[Start SUPPLIED INFORMATION]

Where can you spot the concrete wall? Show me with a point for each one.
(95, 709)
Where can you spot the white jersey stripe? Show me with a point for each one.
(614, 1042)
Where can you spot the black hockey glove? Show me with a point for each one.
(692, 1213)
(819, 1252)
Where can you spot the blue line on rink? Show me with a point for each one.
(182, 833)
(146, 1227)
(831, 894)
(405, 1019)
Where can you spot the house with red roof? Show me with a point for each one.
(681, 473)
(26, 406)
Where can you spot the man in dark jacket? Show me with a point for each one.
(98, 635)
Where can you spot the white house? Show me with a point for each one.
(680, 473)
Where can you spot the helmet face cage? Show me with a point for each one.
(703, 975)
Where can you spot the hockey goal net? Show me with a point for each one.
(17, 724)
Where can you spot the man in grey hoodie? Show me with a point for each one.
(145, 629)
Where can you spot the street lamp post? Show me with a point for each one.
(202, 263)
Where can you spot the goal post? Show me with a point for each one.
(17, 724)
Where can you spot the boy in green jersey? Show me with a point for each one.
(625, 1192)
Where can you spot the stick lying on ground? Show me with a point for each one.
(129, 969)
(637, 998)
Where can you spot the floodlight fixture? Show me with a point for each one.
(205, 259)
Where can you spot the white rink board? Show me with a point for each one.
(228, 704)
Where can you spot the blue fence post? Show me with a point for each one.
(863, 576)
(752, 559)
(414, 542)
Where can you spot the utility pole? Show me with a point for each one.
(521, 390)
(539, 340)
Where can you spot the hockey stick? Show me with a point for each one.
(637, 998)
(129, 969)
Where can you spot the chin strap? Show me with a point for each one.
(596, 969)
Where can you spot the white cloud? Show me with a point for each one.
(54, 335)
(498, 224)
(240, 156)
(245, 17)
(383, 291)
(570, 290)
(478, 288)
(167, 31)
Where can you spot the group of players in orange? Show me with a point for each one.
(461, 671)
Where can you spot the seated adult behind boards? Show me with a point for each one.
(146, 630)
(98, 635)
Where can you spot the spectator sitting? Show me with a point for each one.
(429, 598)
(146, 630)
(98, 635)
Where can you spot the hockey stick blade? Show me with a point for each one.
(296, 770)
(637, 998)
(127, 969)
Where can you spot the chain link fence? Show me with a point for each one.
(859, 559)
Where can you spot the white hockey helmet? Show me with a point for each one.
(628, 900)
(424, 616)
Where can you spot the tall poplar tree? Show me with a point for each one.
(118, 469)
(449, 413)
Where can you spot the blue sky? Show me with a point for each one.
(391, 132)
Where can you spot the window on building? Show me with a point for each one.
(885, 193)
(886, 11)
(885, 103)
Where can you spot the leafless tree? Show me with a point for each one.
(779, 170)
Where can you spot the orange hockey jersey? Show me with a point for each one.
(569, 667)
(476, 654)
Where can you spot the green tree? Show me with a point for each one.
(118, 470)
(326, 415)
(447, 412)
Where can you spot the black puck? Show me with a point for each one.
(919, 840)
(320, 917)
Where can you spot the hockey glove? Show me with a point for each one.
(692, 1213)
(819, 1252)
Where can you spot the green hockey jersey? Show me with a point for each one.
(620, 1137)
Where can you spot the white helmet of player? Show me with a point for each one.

[End SUPPLIED INFORMATION]

> _AIM OF THE TASK_: Rewrite the rows from the line with "Where can you spot the group" up to and including the last line of the rows, keeping every request, and offset each coordinate in the answers by adding 71.

> _EXERCISE OUTPUT_:
Where can you spot the group of players in orange? Show me with a point for each one.
(532, 742)
Where can you spot the seated adult behind boards? Show me with a point for each one.
(217, 701)
(169, 706)
Where can you spot the spectator sitting? Show me with a point for each one.
(500, 669)
(217, 701)
(169, 706)
Where can you spot the hockey stick blade? Show me with a point for each one.
(367, 841)
(708, 1069)
(198, 1040)
Where can you spot the chain link fence? Show me with a point for each one.
(930, 630)
Where can you spot the white hockey helmet? Show me with a point for each one.
(699, 971)
(495, 687)
Where can you spot the tall poplar tree? Show me with a point for each one.
(189, 540)
(520, 484)
Where can you spot the blue sky? Show me with a point for each one.
(462, 203)
Where can you spot the window on building? Show me with a point for each one.
(956, 264)
(957, 82)
(956, 174)
Where can you spot the leafless tree? Show me with a point for each one.
(850, 241)
Where can you spot the orange hockey jersey? Show me with a point for each one.
(640, 738)
(547, 725)
Where can you spot the green tree? Show me with a point for each one.
(189, 541)
(397, 486)
(518, 483)
Where can you spot the black puck? Show me with a point for each one.
(990, 911)
(391, 988)
Where can you spot the hockey glove? Show me with a point for each one.
(763, 1284)
(890, 1323)
Where can you spot the green hockey jersey? Show me with a point for each one.
(691, 1208)
Where can you spot the white helmet of player? Show me with a point for each one.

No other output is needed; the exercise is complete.